Excerpt to read START

Bob Campbell's 16-metre white spruce in the front yard of their Cape Breton home cut down Nov. 15 and prepared for a 1,200 km journey to the Boston Common. Photo courtesy of the Government of Nova Scotia

Tree for Boston an annual thank-you for Nova Scotians

  • November 30, 2017
Government of Nova Scotia/Youtube
There was one little chore that Bob Campbell had put off for years at his Cape Breton home — entering the Tree for Boston contest.

He can now triumphantly cross that item off his to-do list. On Nov. 15, Campbell and his wife Marion watched the 16-metre white spruce in their front yard cut down and prepared for a 1,200 km journey to the Boston Common.

The delivery of a Nova Scotian tree for Christmas has been an annual tradition since 1971. The very first tree was delivered in December 1918, as a thank-you gift to Boston for sending relief supplies and medical personnel in the wake of the devastating Halifax Explosion the year before. 

Tree candidates from across the province are submitted for consideration to the Nova Scotia Department of Natural Resources and undergo a lengthy judging process. For the centennial commemoration of the Halifax Explosion, the province was looking for a showstopper of a tree. 

They found it in the Campbell’s front yard in the small community of Blue’s Mills on Cape Breton. 

“We had talked about entering the contest for years, but we never got around to it,” said Campbell. 

A self-described proud Nova Scotian with deep family ties to the province, Campbell says the Tree for Boston tradition is close to their hearts. 

“Both my wife and I’s families have been in Nova Scotia since the 1800s. We also have extended family in Boston.” 

On Dec. 6, 1917, two ships collided in the Halifax Harbour, setting off a cargo of explosives with the force of about 3,000 tons of TNT, killing 2,000. When word of the catastrophe reached Boston, they sent a relief train the same day. 

“They sent a fully-loaded relief train with medical supplies and diverted nearby ships to come and help us,” said Campbell. “The tree is a token of appreciation from our province to the people of Boston. They went to such tremendous efforts to help us after a terrible tragedy.”

“(The Campbell’s tree) is absolutely beautiful,” said Tim Whynot, manager of Stewardship and Outreach for the Department of Natural Resources. “It’s healthy and it’s only 54 years old. That’s very young for a tree that size.”

According to Campbell, the tree had never been shaped or trimmed. “Just a few branches from the bottom so we could fit the lawnmower underneath.” 

Whynot says his department receives an average of 20 submissions for the tree contest each year, most of which come in during the Christmas season.

“We take photo submissions from the public and do a quick assessment,” said Whynot. “If it looks like it might be suitable, we will send staff members to assess and score it. We judge the tree on details like height, density, symmetry, overall heath and branch angles.” 

The tree made an appearance in the Halifax Parade of Lights before its two-day journey to Boston on a flatbed truck. It arrived by police escort Nov. 21, nine days ahead of the official tree-lighting ceremony.

Excerpt to read END
Input data START

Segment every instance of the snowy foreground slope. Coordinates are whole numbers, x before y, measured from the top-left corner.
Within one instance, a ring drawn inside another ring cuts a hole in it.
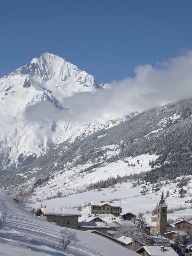
[[[68,251],[62,249],[58,247],[61,227],[29,213],[2,190],[0,190],[0,210],[5,212],[6,219],[5,226],[0,229],[1,256],[137,255],[100,236],[79,231],[77,244],[70,244]]]

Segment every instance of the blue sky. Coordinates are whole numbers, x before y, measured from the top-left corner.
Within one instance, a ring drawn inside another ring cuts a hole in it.
[[[192,1],[2,0],[0,76],[48,52],[99,82],[192,49]]]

Input data END

* Complete the following
1) List every person named in the article about the Tree for Boston.
2) According to the Tree for Boston article, on what date did the tree arrive in Boston, and how?

* Responses to the tasks
1) Bob Campbell; Marion, his wife; Tim Whynot, manager of Stewardship and Outreach for the Department of Natural Resources

2) It arrived by police escort on Nov. 21.